_DATA SHOWN_
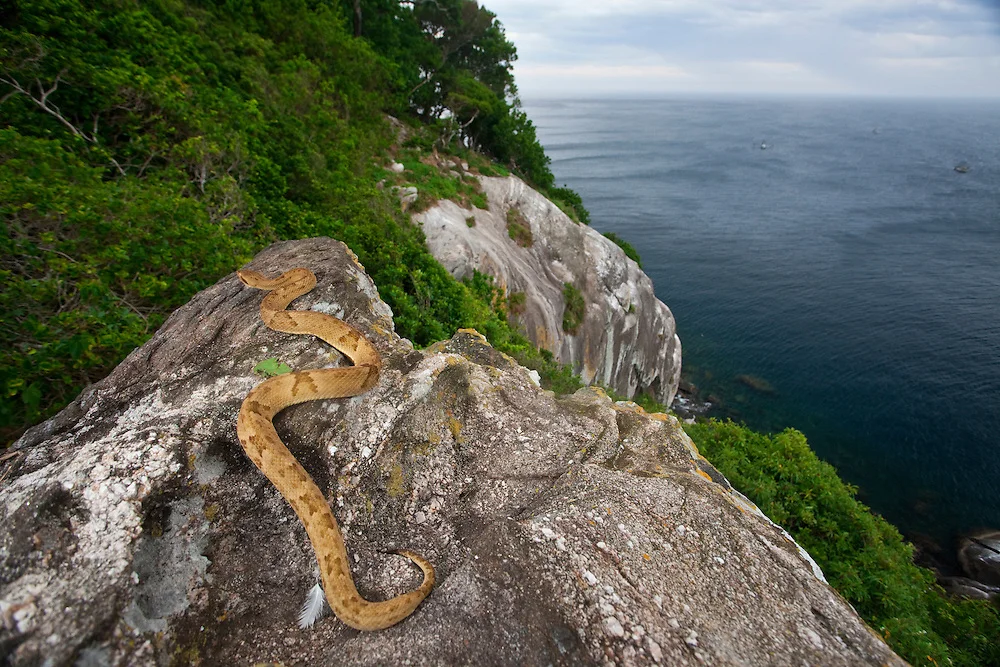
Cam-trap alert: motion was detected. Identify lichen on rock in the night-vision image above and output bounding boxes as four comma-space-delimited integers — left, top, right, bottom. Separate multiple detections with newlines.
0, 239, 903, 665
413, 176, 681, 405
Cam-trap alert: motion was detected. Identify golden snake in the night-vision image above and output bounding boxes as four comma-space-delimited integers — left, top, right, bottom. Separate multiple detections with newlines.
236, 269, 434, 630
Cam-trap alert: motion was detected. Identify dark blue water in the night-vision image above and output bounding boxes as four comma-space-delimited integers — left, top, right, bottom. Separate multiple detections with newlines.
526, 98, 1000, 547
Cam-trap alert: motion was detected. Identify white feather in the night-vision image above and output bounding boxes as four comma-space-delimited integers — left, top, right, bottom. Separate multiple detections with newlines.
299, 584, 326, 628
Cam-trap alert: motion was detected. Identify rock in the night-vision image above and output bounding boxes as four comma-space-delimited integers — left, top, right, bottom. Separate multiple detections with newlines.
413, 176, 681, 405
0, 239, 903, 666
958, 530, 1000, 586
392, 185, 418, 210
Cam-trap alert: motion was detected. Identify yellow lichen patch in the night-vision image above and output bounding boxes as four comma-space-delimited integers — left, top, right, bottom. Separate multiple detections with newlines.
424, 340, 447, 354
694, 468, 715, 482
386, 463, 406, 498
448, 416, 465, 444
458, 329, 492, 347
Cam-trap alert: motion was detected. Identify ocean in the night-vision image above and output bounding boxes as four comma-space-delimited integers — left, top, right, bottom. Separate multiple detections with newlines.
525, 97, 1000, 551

==

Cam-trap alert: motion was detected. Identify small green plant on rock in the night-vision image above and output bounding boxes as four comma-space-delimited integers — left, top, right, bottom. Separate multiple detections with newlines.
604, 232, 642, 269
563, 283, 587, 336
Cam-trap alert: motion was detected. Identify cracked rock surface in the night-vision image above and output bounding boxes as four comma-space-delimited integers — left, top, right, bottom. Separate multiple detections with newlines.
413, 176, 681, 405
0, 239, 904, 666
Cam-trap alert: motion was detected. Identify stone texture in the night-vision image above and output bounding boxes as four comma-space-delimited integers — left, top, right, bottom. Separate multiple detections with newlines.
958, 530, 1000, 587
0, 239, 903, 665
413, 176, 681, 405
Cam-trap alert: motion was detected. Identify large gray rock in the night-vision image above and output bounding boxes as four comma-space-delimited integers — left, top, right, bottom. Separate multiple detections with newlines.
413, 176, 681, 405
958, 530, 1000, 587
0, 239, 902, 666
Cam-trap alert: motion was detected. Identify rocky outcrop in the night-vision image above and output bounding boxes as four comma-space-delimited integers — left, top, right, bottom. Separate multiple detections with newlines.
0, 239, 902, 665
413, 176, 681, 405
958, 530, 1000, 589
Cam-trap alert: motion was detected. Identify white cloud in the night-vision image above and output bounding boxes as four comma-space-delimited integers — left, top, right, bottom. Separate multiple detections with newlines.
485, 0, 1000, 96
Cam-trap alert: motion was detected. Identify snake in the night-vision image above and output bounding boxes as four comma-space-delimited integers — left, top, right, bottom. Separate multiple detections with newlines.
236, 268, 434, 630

_INSTRUCTIONS TO FOLLOW_
Copy out the records starting at the line containing "Cam-trap alert: motion was detected. Identify large" and ending at the line containing "485, 0, 1000, 96", both lines included, with the requests kept as they are. Raise every bounding box coordinate in the answers by 125.

_SOLUTION TO THE PROBLEM_
Cam-trap alert: motion was detected. Identify large gray rock in the night-vision image above and output bounding boxes as four comma-space-delimited integers — left, top, right, bottom. Separate multiple detections with newlines.
538, 301, 806, 530
1083, 655, 1125, 712
125, 364, 1027, 791
Cam-trap alert: motion was detected. Identify rocky outcrop in the night-vision image above and output bounding boxes as four comma-space-delimited integers — left, top, right, bottom. Separate multiple detections with newlines.
125, 364, 1027, 790
538, 301, 806, 530
1083, 655, 1125, 714
Cam-trap alert: motion was detected. Identify white cloud in the night-vision image above and output bounding boxes as four comma-space-delimited integers — left, top, right, bottom. Separate multiple detections with newlines.
610, 125, 1125, 221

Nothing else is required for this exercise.